In the history of dramatic presentation, the spoken word has reigned supreme until fairly recent times. With the advent of miraculous technology for throwing images up on a large panoramic screen and the infusion of vast surrounds of ambient atmospherics a gradual shift in emphasis has evolved.

Music and pure visual action has all but replaced the spoken word and even in some respects the plot! At first music was the "verb" that connected the visual subject to the object of desire.

Activity onscreen was synonymous with activity in the orchestra pit. So potent and moving was this device that more and more sonic layers have been added over the years in multifarious incarnations. Clever composers developed an approach which seemed a best fit for the marrying of onscreen activity with their musical creations.

Roughly these schemes and strategies fall into the following categories:  

  1. The rhythm carries the pulse with various percussion colors. An ostinato can simply repeat a comprehensible pattern or the pattern can vary unpredictably.
  2. Brass chords and low strings. Sometimes woodwinds add a touch of variety.
  3. Slashing chords played tutti.

(Point-based annotation data)

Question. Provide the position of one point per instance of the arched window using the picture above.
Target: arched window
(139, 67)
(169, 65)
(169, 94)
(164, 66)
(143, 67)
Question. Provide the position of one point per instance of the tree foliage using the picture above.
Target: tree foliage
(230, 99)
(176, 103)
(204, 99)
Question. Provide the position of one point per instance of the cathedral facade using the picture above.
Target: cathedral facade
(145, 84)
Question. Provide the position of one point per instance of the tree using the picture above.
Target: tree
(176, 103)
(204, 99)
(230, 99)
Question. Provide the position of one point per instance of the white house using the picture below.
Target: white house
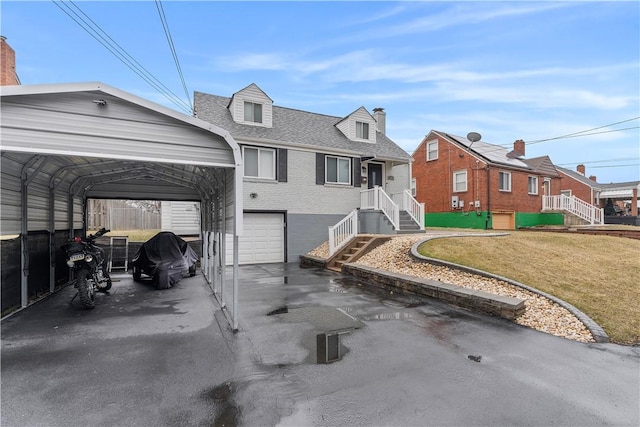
(303, 171)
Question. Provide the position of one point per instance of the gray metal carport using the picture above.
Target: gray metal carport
(62, 144)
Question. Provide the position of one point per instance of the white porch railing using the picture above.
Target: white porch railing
(341, 233)
(413, 208)
(376, 198)
(578, 207)
(409, 204)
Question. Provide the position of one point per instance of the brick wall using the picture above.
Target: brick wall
(577, 188)
(435, 182)
(8, 74)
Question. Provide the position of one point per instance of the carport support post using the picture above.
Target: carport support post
(24, 243)
(52, 240)
(235, 277)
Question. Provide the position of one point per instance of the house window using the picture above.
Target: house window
(459, 181)
(259, 162)
(505, 181)
(338, 170)
(252, 112)
(362, 130)
(432, 150)
(533, 185)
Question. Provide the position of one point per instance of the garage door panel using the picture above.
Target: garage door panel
(262, 240)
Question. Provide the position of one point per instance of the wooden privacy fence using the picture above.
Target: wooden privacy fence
(124, 219)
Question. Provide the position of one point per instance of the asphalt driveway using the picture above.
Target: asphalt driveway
(167, 358)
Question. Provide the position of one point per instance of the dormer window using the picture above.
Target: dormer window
(252, 112)
(362, 130)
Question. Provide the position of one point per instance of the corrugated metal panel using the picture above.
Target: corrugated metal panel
(115, 130)
(252, 94)
(128, 148)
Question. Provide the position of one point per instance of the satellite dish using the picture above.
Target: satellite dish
(474, 136)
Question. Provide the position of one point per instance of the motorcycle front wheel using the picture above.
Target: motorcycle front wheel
(85, 291)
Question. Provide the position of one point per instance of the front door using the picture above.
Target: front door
(374, 174)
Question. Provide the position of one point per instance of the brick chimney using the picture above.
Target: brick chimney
(8, 74)
(518, 147)
(381, 120)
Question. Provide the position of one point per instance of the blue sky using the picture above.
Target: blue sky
(508, 70)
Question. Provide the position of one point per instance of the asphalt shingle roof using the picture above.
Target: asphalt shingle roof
(491, 152)
(295, 127)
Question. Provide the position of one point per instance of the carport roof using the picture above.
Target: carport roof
(97, 89)
(93, 140)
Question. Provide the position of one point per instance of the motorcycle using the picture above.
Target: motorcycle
(88, 263)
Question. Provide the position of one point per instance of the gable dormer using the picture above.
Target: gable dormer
(251, 106)
(359, 126)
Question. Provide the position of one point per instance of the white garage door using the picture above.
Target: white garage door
(262, 240)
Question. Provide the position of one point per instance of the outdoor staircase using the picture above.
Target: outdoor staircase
(580, 211)
(407, 225)
(356, 248)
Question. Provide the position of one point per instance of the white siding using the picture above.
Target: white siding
(182, 218)
(348, 126)
(401, 180)
(252, 94)
(301, 194)
(263, 241)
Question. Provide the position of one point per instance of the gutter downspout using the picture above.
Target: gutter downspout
(486, 223)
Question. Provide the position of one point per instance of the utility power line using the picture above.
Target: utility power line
(165, 26)
(588, 132)
(95, 31)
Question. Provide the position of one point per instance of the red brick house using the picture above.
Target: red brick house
(8, 75)
(622, 195)
(575, 183)
(480, 185)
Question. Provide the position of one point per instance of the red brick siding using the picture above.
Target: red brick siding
(434, 181)
(578, 189)
(7, 64)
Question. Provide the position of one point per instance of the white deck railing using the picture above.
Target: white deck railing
(413, 208)
(376, 198)
(578, 207)
(409, 204)
(341, 233)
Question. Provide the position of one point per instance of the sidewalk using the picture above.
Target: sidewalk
(168, 358)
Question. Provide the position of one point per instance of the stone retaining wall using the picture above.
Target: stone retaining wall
(475, 300)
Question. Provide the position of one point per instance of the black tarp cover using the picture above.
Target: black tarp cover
(165, 257)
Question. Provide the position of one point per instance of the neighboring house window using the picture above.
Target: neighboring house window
(459, 181)
(505, 181)
(362, 130)
(533, 185)
(338, 170)
(259, 162)
(252, 112)
(432, 150)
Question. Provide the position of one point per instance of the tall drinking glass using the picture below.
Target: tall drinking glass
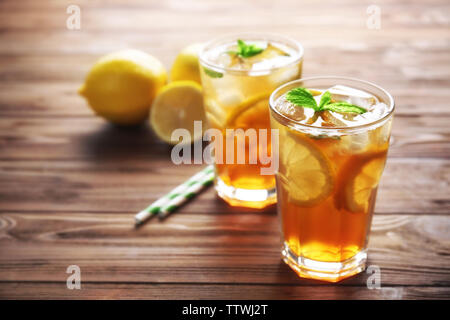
(330, 167)
(237, 84)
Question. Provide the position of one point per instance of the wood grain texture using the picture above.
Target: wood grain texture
(70, 183)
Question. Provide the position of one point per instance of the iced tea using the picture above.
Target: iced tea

» **EXERCISE TASKS**:
- A) Print the passage on film music, everything from "1. The rhythm" down to "can vary unpredictably.".
- B) Proceed with the passage on film music, picking up right after its last line.
These rows were taken from a separate source.

» **EXPECTED ANSWERS**:
- A)
1. The rhythm carries the pulse with various percussion colors. An ostinato can simply repeat a comprehensible pattern or the pattern can vary unpredictably.

- B)
  4. Synth drones and bouncy wouncy electronic voices.
  5. Slow scales and sinister minor chords going "against" the action on screen.
  6. A bit of each of the above.

In the old days a guy like Tiomkin would use the entire orchestra in a fugue with parts carefully timed to ape (or Mickey Mouse) the action with a sound to match each action flourish.

Bernard Herrmann would repeat a small phrase modulating downscale with large or small choirs of instrumental colors. Or, he'd expostulate brazenly with large percussion canons and flourishing brass stings.

Elmer Bernstein would take 9/8 triplet-like rhythms and break them up in the lower section and let the horns and brass wail on top while the piano gave colorful obbligato decorations in the middle.

John Barry would divide eighth notes into 3-3-2 and alternate chromatic chords atop in a lurching rhythm while a definite memorable melodic phrase floated above.

Lalo Schifrin would take a West Coast Jazz instrument group and add ad lib Tabla drums, stream of consciousness flute and afro-cuban melody fragments.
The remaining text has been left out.